**WORK REQUIRED**
Rewrite every one of the records below as a numbered list of its lines, leaving out any blank lines.

**SOURCE DATA**

START

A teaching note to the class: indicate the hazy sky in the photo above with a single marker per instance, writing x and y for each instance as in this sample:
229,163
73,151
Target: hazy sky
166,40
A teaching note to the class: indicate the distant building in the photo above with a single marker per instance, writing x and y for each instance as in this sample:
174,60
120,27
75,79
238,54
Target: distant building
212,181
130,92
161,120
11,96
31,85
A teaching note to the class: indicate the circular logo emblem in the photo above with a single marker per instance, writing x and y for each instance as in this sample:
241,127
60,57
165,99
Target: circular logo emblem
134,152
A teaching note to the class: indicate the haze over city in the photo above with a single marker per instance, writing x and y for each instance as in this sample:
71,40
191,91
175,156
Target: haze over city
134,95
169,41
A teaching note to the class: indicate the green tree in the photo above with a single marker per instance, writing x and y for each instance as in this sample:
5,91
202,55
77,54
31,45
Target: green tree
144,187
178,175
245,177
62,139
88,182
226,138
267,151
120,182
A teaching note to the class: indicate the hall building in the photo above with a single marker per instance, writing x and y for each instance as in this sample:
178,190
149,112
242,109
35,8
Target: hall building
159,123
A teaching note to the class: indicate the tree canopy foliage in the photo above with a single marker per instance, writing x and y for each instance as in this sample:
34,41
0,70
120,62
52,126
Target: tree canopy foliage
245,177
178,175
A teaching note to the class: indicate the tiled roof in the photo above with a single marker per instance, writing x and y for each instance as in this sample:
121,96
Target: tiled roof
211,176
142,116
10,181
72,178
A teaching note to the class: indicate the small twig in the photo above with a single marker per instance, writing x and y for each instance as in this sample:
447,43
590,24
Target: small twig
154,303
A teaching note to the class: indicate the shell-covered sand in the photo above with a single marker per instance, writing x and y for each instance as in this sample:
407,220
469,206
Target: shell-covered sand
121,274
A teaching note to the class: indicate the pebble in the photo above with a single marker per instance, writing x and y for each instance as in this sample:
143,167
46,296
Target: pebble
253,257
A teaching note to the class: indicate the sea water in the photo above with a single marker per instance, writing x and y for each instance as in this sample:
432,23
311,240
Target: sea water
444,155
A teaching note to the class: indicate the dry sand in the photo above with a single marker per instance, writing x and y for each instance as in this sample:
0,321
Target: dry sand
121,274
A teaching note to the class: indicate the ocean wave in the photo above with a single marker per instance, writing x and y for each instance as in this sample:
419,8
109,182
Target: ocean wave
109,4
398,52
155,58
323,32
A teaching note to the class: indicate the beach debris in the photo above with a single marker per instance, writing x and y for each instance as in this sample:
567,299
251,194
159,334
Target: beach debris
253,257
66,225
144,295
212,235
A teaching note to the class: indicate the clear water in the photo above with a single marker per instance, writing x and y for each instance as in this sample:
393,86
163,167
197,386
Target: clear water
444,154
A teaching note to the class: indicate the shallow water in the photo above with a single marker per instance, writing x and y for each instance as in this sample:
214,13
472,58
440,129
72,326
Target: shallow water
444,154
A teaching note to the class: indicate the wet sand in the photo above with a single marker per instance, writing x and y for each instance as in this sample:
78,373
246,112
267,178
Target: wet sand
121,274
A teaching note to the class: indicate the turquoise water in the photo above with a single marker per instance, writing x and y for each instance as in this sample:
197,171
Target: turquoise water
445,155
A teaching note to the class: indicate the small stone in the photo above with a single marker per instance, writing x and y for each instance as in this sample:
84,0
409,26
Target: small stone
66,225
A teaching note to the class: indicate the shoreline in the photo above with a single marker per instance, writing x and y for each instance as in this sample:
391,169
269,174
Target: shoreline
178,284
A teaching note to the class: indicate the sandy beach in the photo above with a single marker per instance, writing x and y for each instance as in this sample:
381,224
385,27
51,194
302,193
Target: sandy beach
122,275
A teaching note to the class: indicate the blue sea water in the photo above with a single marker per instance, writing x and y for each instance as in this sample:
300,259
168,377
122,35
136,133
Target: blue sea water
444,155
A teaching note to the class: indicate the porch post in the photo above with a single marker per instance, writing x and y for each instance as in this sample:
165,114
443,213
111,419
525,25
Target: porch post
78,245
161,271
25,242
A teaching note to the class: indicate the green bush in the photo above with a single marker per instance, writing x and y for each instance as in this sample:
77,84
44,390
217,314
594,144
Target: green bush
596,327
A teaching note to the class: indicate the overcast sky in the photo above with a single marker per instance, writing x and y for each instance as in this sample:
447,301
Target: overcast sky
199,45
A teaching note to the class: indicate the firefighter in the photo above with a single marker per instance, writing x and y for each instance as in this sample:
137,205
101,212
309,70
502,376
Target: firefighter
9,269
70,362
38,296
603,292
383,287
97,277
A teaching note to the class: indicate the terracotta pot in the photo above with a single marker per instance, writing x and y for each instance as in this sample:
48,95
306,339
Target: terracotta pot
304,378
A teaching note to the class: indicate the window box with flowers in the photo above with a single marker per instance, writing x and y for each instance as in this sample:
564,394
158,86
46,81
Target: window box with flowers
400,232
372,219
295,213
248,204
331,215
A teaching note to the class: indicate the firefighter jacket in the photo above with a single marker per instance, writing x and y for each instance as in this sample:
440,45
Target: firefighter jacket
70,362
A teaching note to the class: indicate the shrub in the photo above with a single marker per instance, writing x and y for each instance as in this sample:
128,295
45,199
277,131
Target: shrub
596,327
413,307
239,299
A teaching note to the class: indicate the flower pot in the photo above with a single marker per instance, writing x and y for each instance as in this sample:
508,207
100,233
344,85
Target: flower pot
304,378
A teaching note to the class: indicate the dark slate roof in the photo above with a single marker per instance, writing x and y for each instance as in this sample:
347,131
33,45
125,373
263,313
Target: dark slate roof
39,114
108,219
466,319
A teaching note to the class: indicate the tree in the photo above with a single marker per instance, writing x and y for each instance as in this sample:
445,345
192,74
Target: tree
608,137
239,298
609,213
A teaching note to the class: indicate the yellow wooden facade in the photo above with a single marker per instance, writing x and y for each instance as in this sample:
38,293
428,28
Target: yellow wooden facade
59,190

END

**THE SOLUTION**
1. A teaching note to the class: indicate the hazy sky in the photo above with a single marker per instance, writing x and y for each instance as in this sample:
2. 229,163
3. 73,151
4. Target: hazy sky
5. 166,40
6. A teaching note to the class: indicate the distant building in the photo above with a single marker per instance, writing x and y for each instance as in this sample:
7. 174,60
8. 120,27
9. 75,79
10. 238,54
11. Target: distant building
12. 212,181
13. 130,92
14. 161,120
15. 11,96
16. 31,85
17. A teaching note to the class: indicate the circular logo emblem in the photo above with a single marker per instance, writing x and y for each instance as in this sample:
18. 241,127
19. 60,57
20. 165,99
21. Target: circular logo emblem
22. 134,152
23. A teaching note to the class: indicate the haze over city in the photo above with a single marker per instance, writing x and y for each instance as in this sample:
24. 71,40
25. 191,91
26. 175,156
27. Target: haze over city
28. 134,95
29. 169,41
30. A teaching note to the class: indicate the green tree in the photo above with a single marker per instance, writing x and y for each instance as in this sample:
31. 5,91
32. 202,55
33. 77,54
34. 31,45
35. Target: green tree
36. 144,187
37. 178,175
38. 245,177
39. 62,139
40. 88,182
41. 226,138
42. 267,151
43. 120,182
44. A teaching note to the class: indicate the hall building in the photo above with a single marker per instance, writing x and y for each instance as in this sample:
45. 178,190
46. 149,112
47. 242,109
48. 35,8
49. Target: hall building
50. 159,123
51. A teaching note to the class: indicate the tree canopy foliage in the photo above with a single marker per instance, writing x and y for each instance as in this sample:
52. 34,41
53. 0,70
54. 120,62
55. 52,126
56. Target: tree canopy foliage
57. 245,177
58. 178,175
59. A teaching note to the class: indicate the tiled roof in the photo above with a single marker per instance, writing x and y for each instance as in this sample:
60. 121,96
61. Target: tiled roof
62. 211,176
63. 142,116
64. 10,181
65. 72,178
66. A teaching note to the class: indicate the small twig in the photo above with a single marker per instance, writing x and y for each instance as in this sample:
67. 447,43
68. 590,24
69. Target: small twig
70. 154,303
71. A teaching note to the class: indicate the shell-covered sand in the photo above with a single marker per instance, writing x and y for each instance as in this sample:
72. 407,220
73. 469,206
74. Target: shell-covered sand
75. 121,274
76. A teaching note to the class: indicate the pebble in the photo above with a single marker per instance, writing x and y for each instance as in this sample:
77. 143,167
78. 46,296
79. Target: pebble
80. 253,257
81. A teaching note to the class: indicate the sea water in the photo above with a single marker per instance, writing x and y for each instance as in this sample:
82. 432,23
83. 311,240
84. Target: sea water
85. 444,155
86. A teaching note to the class: indicate the dry sand in the photo above with a single marker per instance, writing x and y for each instance as in this sample:
87. 0,321
88. Target: dry sand
89. 121,274
90. A teaching note to the class: indicate the ocean wave in the photo above with a single marker per instance, writing x and y for each instance as in this sample:
91. 419,8
92. 109,182
93. Target: ocean wave
94. 109,4
95. 398,52
96. 155,58
97. 323,32
98. A teaching note to the class: indicate the beach debris in the photo above with a single marker per instance, writing x and y for each instance as in this sample:
99. 567,299
100. 251,194
101. 159,334
102. Target: beach debris
103. 253,257
104. 66,225
105. 144,295
106. 212,235
107. A teaching note to the class: indicate the clear water in the photo above with a single marker per instance, writing x and y for each instance as in this sample:
108. 393,86
109. 163,167
110. 197,386
111. Target: clear water
112. 444,154
113. A teaching note to the class: indicate the shallow water in the photo above with a single marker per instance, writing x and y for each instance as in this sample:
114. 214,13
115. 472,58
116. 440,129
117. 72,326
118. Target: shallow water
119. 444,154
120. A teaching note to the class: indicate the wet sand in the photo above with a single marker per instance, writing x and y for each instance as in this sample:
121. 78,373
122. 246,112
123. 267,178
124. Target: wet sand
125. 121,274
126. A teaching note to the class: indicate the turquoise water in the photo above with a single marker per instance, writing x and y for each instance as in this sample:
127. 197,171
128. Target: turquoise water
129. 445,155
130. A teaching note to the class: indicate the small stone in the photo above with a single marker per instance, writing x and y for each instance as in this sample:
131. 84,0
132. 409,26
133. Target: small stone
134. 66,225
135. A teaching note to the class: indicate the shoreline in the photo above with a single marker per instance, writing x and y for each instance as in this sample:
136. 391,169
137. 269,174
138. Target: shoreline
139. 178,284
140. A teaching note to the class: indicate the sandy beach in the photo above with a single marker per instance, writing x and y for each instance as in this sample:
141. 381,224
142. 385,27
143. 51,194
144. 302,193
145. Target: sandy beach
146. 122,275
147. A teaching note to the class: indicate the blue sea water in the photo above with a single marker per instance, writing x and y for each instance as in this sample:
148. 300,259
149. 168,377
150. 122,35
151. 136,133
152. Target: blue sea water
153. 444,155
154. A teaching note to the class: indicate the porch post in the photo above with a single marker per instance, writing x and y for each instance as in this sample:
155. 165,114
156. 443,213
157. 111,419
158. 525,25
159. Target: porch post
160. 78,245
161. 161,271
162. 25,242
163. A teaching note to the class: indicate the green bush in the photo above with a single marker per instance, writing x and y for each instance as in this sample:
164. 77,84
165. 44,390
166. 217,314
167. 594,144
168. Target: green bush
169. 596,327
170. A teaching note to the class: indicate the overcast sky in the photo above with a single marker per instance, writing x and y for each instance as in this sample:
171. 447,301
172. Target: overcast sky
173. 199,45
174. A teaching note to the class: indicate the firefighter in the photo above with a single marker per instance, writing x and y for each instance as in this sample:
175. 137,205
176. 101,212
177. 309,70
178. 502,376
179. Target: firefighter
180. 9,269
181. 70,362
182. 38,296
183. 603,292
184. 383,287
185. 97,277
186. A teaching note to the class: indicate the terracotta pot in the photo above with a single marker per instance, writing x and y for each instance as in this sample:
187. 48,95
188. 306,339
189. Target: terracotta pot
190. 304,378
191. A teaching note to the class: indicate the window box with flowers in the photo above with a single marker per instance, writing x and y for each instance as in this sample:
192. 564,394
193. 158,86
194. 46,81
195. Target: window box with flowers
196. 400,232
197. 372,219
198. 295,213
199. 248,204
200. 331,215
201. A teaching note to the class: indicate the firefighter jacket in the photo above with a single marker per instance, writing x and y for each instance as in this sample:
202. 440,45
203. Target: firefighter jacket
204. 70,362
205. A teaching note to the class: indicate the shrub in the photo above with a single marker per instance, writing x and y for each instance as in this sample:
206. 128,295
207. 45,199
208. 277,131
209. Target: shrub
210. 596,327
211. 413,307
212. 239,299
213. A teaching note to the class: indicate the flower pot in the photo above with a single marker per instance, writing x and y for each instance as in this sample:
214. 508,207
215. 100,233
216. 344,85
217. Target: flower pot
218. 304,378
219. A teaching note to the class: indicate the dark slate roof in the photo above with a single marker per instance, writing x and y for each instance as in this sample:
220. 347,131
221. 33,45
222. 125,373
223. 263,313
224. Target: dark slate roof
225. 39,114
226. 108,219
227. 466,319
228. A teaching note to the class: indicate the tree in the photo above with a single marker per instance, writing x and y for each instance as in this sample:
229. 445,345
230. 192,74
231. Target: tree
232. 608,137
233. 239,298
234. 609,213
235. A teaching note to the class: indicate the yellow wooden facade in the photo above with a single marker per instance, writing x and y for each instance as in this sample:
236. 38,293
237. 428,28
238. Target: yellow wooden facade
239. 59,190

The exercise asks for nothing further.